Assignment
Retype the listing exactly as it stands, and keep every image out.

Given data

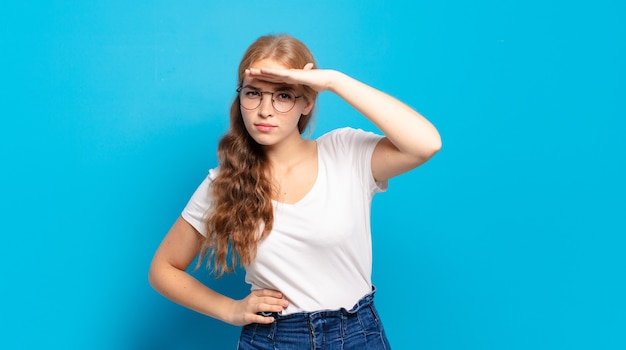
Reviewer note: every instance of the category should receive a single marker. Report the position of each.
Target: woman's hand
(318, 79)
(247, 310)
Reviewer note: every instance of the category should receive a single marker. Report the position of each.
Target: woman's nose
(266, 108)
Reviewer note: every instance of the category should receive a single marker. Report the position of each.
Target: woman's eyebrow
(282, 87)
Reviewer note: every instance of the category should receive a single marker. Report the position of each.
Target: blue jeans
(358, 328)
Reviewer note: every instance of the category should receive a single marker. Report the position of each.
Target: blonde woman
(294, 212)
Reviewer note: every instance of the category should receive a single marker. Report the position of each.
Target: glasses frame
(239, 89)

Output
Reviewer note: every instance of the category should receive a single marker. Report the position of each.
Target: woman's hand
(318, 79)
(247, 310)
Reviewer note: every instance of the category should receive a single marker. Report the position of each.
Target: woman's nose
(266, 108)
Reviewer note: every instance of the category should receive a single marker. Report the position of each.
Target: woman's eyebrow
(282, 87)
Reviewer note: every instance of the category should receive a single marker. Report the position of each.
Target: blue jeans
(358, 328)
Reviewer note: every instance of the category should receive a single marker. Report the position of each.
Target: blonde woman
(294, 212)
Reviewer note: every instance of the category should receive a single marker. Report the position of each.
Target: glasses frame
(239, 89)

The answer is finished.